* Stored records *

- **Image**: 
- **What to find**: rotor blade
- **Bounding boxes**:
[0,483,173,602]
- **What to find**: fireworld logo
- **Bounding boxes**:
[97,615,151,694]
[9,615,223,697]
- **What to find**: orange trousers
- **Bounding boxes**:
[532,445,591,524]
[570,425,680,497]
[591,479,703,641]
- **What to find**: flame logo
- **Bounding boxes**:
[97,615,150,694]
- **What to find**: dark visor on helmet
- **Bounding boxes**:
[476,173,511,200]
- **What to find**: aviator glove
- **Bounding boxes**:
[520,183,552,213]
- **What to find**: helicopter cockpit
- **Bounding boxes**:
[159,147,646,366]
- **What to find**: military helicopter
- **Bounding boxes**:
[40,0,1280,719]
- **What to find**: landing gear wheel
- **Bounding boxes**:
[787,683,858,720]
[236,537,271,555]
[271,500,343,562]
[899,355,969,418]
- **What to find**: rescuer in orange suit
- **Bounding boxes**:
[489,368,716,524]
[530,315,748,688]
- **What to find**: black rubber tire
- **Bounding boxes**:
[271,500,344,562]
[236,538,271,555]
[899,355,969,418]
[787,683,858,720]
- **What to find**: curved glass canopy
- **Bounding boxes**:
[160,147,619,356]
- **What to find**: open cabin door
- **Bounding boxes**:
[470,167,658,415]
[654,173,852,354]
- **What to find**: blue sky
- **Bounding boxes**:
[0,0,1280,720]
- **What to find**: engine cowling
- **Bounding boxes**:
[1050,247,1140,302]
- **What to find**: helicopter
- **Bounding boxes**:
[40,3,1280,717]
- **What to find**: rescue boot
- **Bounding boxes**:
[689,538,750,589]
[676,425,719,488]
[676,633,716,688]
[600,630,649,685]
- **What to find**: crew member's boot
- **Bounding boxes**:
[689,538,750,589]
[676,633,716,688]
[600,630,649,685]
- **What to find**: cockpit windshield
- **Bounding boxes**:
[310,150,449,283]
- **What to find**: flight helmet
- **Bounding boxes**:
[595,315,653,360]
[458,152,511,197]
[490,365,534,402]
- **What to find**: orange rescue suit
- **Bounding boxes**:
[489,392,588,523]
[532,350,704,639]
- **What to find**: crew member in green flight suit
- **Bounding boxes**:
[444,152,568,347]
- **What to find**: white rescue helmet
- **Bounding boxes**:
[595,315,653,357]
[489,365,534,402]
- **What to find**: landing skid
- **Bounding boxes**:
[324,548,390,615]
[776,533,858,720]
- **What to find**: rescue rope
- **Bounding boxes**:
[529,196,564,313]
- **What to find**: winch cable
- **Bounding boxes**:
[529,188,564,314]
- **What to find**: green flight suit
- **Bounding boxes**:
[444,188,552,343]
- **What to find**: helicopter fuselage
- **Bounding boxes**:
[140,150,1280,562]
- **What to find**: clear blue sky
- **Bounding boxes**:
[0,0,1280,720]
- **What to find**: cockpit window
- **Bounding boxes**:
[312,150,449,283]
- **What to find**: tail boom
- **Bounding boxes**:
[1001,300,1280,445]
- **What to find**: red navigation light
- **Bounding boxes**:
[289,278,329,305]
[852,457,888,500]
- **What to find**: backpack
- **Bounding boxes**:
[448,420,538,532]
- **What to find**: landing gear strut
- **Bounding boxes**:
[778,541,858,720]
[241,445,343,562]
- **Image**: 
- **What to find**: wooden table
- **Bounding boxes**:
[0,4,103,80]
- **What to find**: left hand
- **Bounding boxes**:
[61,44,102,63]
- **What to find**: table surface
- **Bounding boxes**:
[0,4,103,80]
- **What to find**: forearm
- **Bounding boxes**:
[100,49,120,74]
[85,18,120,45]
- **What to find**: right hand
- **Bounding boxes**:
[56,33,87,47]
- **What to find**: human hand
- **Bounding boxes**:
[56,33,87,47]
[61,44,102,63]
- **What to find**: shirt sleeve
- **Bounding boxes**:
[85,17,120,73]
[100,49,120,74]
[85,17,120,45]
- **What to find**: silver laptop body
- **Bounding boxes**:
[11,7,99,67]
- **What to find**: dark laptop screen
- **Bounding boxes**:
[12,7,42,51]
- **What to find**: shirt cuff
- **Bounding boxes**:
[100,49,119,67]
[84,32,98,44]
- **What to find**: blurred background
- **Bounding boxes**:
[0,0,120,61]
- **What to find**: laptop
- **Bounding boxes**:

* Stated exercise *
Can you write out the whole listing again, switching every "orange" to "yellow" and leaving everything else unchanged?

* Task answer *
- **Image**: 
- **What to find**: rotor blade
- **Bounding boxes**:
[0,483,173,602]
- **What to find**: fireworld logo
- **Bounding boxes**:
[97,615,151,694]
[9,615,223,697]
- **What to find**: yellow trousers
- **Bounding boxes**:
[532,445,591,524]
[570,425,680,497]
[591,479,703,641]
- **What to find**: flame logo
- **Bounding boxes**:
[97,615,150,694]
- **What to find**: dark visor on helmet
- **Bounding boxes**:
[476,173,511,200]
- **What to find**: aviator glove
- **Bounding boxes**:
[520,183,552,213]
- **What to find**: helicopter cockpit
- **Bounding boxes**:
[159,147,646,366]
- **What to find**: military helicopter
- **Bounding boxes**:
[40,0,1280,719]
- **What to find**: landing gear wheel
- **Bounding boxes**:
[787,683,858,720]
[236,537,271,555]
[271,500,343,562]
[899,355,969,418]
- **What to find**: rescuer in yellow suit
- **Bounding boxes**:
[489,368,716,524]
[530,315,748,688]
- **What to find**: black rubber tire
- **Bounding boxes**:
[271,500,344,562]
[236,538,271,555]
[899,355,969,418]
[787,683,858,720]
- **What to find**: curved glass canopy
- **Bounding boxes**:
[160,147,619,356]
- **What to find**: open cabin door
- **Bounding boxes**:
[470,167,658,415]
[654,173,852,354]
- **What to find**: blue sky
- **Bounding boxes**:
[0,0,1280,720]
- **What to find**: engine cowling
- **Bounding boxes**:
[1050,247,1140,302]
- **What to find**: helicopter
- **Bounding boxes**:
[40,3,1280,717]
- **What to find**: rescue boot
- **Bounding boxes**:
[689,538,750,589]
[676,425,719,488]
[676,633,716,688]
[600,630,649,685]
- **What to find**: crew member's boot
- **Bounding boxes**:
[689,538,750,589]
[676,633,716,688]
[600,630,649,685]
- **What to find**: cockpit windshield
- **Bounding boxes**:
[310,150,449,283]
- **What to find**: flight helmet
- **Bounding boxes**:
[595,315,653,360]
[458,152,511,197]
[490,365,534,402]
- **What to find**: yellow rescue suit
- **Bounding boxes**:
[489,392,588,523]
[532,350,704,639]
- **What to find**: crew member in green flight suit
- **Bounding boxes**:
[444,152,568,347]
- **What to find**: white rescue helmet
- **Bounding boxes**:
[595,315,653,357]
[489,365,534,402]
- **What to find**: landing skid
- **Bounding boxes**:
[324,548,390,615]
[776,533,858,720]
- **What to find**: rescue rope
- **Bounding boxes**:
[529,196,564,313]
- **What to find**: winch cable
- **Bounding boxes**:
[529,188,564,314]
- **What to find**: green flight suit
- **Bounding boxes**:
[444,188,552,343]
- **What to find**: helicopter fuselage
- **Bounding boxes**:
[140,150,1280,562]
- **What to find**: clear blue sky
- **Bounding boxes**:
[0,0,1280,720]
- **What to find**: cockpit window
- **Bounding boxes**:
[312,150,449,283]
- **What to find**: tail boom
- **Bounding boxes**:
[1001,300,1280,445]
- **What to find**: red navigation light
- **Bounding boxes**:
[289,278,329,305]
[852,457,888,500]
- **What to find**: backpack
- **Bounding boxes**:
[448,420,538,532]
- **What to find**: landing gear strut
- **Bounding boxes**:
[778,541,858,720]
[241,445,343,562]
- **Image**: 
- **What to find**: wooden table
- **Bounding boxes**:
[0,4,103,80]
- **What to find**: left hand
- **Bounding boxes**:
[61,44,102,63]
- **What to find**: table surface
- **Bounding boxes**:
[0,4,103,80]
- **What to find**: forearm
- **Bounding boxes**:
[100,49,120,74]
[85,18,120,45]
- **What to find**: right hand
- **Bounding boxes**:
[56,33,87,47]
- **What to find**: human hand
- **Bounding boxes**:
[56,33,87,47]
[61,44,102,63]
- **What to find**: shirt sleeve
- **Bounding boxes**:
[85,17,120,73]
[100,49,120,74]
[85,17,120,45]
- **What to find**: silver laptop body
- **Bounding boxes**:
[11,7,99,67]
- **What to find**: dark laptop screen
- **Bounding boxes**:
[12,7,42,51]
- **What to find**: shirt cuff
- **Bounding boxes**:
[100,49,119,67]
[84,32,98,44]
- **What to find**: blurred background
- **Bounding boxes**:
[0,0,120,61]
- **What to find**: laptop
- **Bounding boxes**:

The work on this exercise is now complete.